*** DOCUMENT SECTION Section Begins ***

Hockney review by Jalloro

David Hockney: A Bigger Picture at the Royal Academy

I found myself in Piccadilly last week with an hour to spare between a meeting and a lunch. As I walked up Duke Street St James I was greeted by the welcoming sight of the Royal Academy’s David Hockney banners and thought “why not?!” I am lucky enough to bank with one of the sponsors so got in without queuing and, as I walked up the stairs, I pondered my pre-exhibition thoughts on Hockney. I am not sure why but I don’t feel I have ever been entirely convinced. I know that I am expected to think of him as important, I hear others describe him as the greatest living British Artist, but I am not sure that I actually like his work.

I forced my way through the busiest shop in history to the entrance and on into the opening room, Thixendale Trees, to be greeted by billions of people, the murmur of intellectual artistic discussion and some huge paintings in the main Octagon. My immediate thought was “If I took art classes, I think this might be what I would end up with.” Broad brush strokes, bright colours and distorted perspective. I would like to add here that in no way am I comparing myself to David Hockney, and I know that these paintings contain more skill with a brush than I will ever have.

I don’t tend to hang around at exhibitions where paintings do not grab me, so I wandered into the second room, Earlier Landscapes. I was immediately floored by an early painting of Hockney’s. It’s name now escapes me but it reminded me of paintings by de Staël and it was mesmerising – things were looking up. Rooms 3 & 4 were skimmed through, but room  5, Tunnels, grabbed me again.

I remember as a child, driving to see my Grandmother through the tree-formed tunnels of Sussex and thinking how amazing that was. And just this weekend experienced the same in Devon. There is something romantic and fascinating about the way that trees grow towards each other to create an intertwining tunnel through which you can drive or stand to shade yourself from the sun, or life. And as I stood in the Royal Academy, I suddenly realised that perhaps my kinship with tunnels, and maybe David Hockney’s too, is that I have a regular discussion with myself about my own mortality. I am not pessimistic, defeatist or obsessed about my own death, no, more that I regularly have to remind myself that this is my life, I must make the most of it, because one day, once I have passed through whichever tunnel I choose, I will die. Sometimes, I convince myself that I will die sooner than I ought (when I have a cold, or a slight pain in my side!) but that is something entirely different!

*** DOCUMENT SECTION Section Ends ***

*PROBLEM DETAILS*.
Pick up the review of the Hockney exhibition at the Royal Academy after its last sentence and carry it on.

*** SUPPLIED ENTRIES Section Begins ***

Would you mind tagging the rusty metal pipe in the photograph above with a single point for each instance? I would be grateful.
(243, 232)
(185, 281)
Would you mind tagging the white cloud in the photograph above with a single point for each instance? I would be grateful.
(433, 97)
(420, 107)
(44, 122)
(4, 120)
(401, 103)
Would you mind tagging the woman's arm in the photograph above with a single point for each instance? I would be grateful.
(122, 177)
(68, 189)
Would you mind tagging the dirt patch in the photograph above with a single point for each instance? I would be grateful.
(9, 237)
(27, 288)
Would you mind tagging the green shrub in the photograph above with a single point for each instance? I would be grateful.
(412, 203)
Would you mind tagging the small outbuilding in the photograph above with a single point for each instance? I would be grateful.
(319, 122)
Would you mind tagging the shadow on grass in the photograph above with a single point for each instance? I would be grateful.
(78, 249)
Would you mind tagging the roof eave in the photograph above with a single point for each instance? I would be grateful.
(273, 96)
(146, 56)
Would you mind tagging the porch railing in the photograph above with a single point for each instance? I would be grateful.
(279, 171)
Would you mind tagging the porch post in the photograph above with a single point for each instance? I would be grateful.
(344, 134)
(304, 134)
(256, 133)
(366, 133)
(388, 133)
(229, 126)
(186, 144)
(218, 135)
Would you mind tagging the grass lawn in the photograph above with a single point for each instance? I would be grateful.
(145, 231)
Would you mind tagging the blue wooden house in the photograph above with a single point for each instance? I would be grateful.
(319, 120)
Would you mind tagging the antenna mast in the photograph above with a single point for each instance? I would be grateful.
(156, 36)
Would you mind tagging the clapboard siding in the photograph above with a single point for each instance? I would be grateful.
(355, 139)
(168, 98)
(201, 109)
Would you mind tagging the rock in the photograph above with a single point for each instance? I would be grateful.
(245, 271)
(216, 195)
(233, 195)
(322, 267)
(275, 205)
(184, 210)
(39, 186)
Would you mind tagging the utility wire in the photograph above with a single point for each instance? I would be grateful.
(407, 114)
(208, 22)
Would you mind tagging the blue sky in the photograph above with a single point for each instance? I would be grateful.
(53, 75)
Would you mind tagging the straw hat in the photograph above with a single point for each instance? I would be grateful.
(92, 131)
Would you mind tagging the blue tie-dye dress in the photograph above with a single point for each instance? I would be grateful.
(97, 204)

*** SUPPLIED ENTRIES Section Ends ***

*RESPONSE*.
The paintings in the Tunnels room were gorgeous, simple, romantic and evoked memories, beautiful childlike memories that had long since been filed in the draws of life. The best however was yet to come and I was warming to Hockney immensely.

spring Hockney exhibition 1 spring Hockney exhibition 2

The final room I loved was totally unexpected. Having spent the entire journey focusing on nature, I suddenly walked into a room full of versions of The Sermon on the Mount by Claude Lorrain. Apparently, Hockney went to New York in December 2009 and was struck by this painting on a visit to the Frick Collection. He researched, drew related pieces and digitally cleaned the surface of the dark picture, did his own variation “after Claude” and then set about doing a number of studies, many of which are shown in the exhibition before settling on his final work: A Bigger Message.

This last room and the whole exhibition is just enjoyable, you get such a sense of Hockney having had fun in the process of creation. I love it when you go to see anything Arts related, with few expectations, and leave having had an experience that will stay with you for ever.